● DOCUMENT TEXT
/---
Under the new proposed PDPM final rule the functional score will be a key CMI driver. The functional score is determined using section GG and is recorded on the 5 day assessment. Section GG is fundamentally different than the ADL scores we are used to using from Section G. Some key differences:
- Section GG instructs you to score what usually happens. Section G is all about what actually happened. Section G is typically filled out by CNAs, Section GG is not.
- Traditionally we've only used the 4 late-loss ADLs. With PDPM we'll be using the admission performance scores for Section GG for everything except the wheelchair items.
- Section GG scores are sometimes ambiguous. For example, partial/moderate assistance is where the helper does less than half of the effort. That's subjective nearly all the time.
- Sections G and GG not only use different scoring units and scales, they have inverted acuity. A high functional rating means the patient is highly functioning. A high ADL score means the patient requires greater assistance to perform the ADL.
We're used to different case-mix weights depending on categories or groupings of RUGs. Within those categories we are used to see the CMI increase with ADL acuity. PDPM has clinical categories as well but t higher functional scores don't always mean higher CMI. See the chart below. (click to enlarge)
\---
● PROBLEM TO WORK ON
Carry on the passage about Section GG functional scoring under PDPM from the point where it stops. The rows that follow are unrelated to this passage.

[Natural-language region descriptions]
/---
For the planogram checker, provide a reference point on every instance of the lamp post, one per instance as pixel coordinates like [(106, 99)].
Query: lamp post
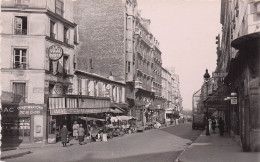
[(206, 80)]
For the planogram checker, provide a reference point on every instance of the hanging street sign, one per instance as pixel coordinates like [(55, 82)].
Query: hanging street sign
[(55, 52), (219, 75), (233, 100)]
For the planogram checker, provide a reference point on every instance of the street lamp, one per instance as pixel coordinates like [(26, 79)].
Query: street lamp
[(206, 80)]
\---
● ANSWER BOX
Remember, the PT/OT pay bucket is generally greater as the patient has *more* function. The exception is when the the functional score is maxed out at 24. A functional score of 24 only has higher within tier CMI for the PT category "Major Joint Replacement or Spinal Surgery". This is different from RUGs IV where you are paid more when ADL scores are higher.
The categories are not evenly space in terms of functional scores either. The third tier in each category has functional scores from 10-23 which is wider than both tiers 1 and 2 combined. The 4th tier has only one functional score.
The story is the same for OT. See chart. (click to enlarge) At least the pattern is consistent here: the highest functional score is never the highest payer and 3 out of 4 times it's the lowest payer in that category.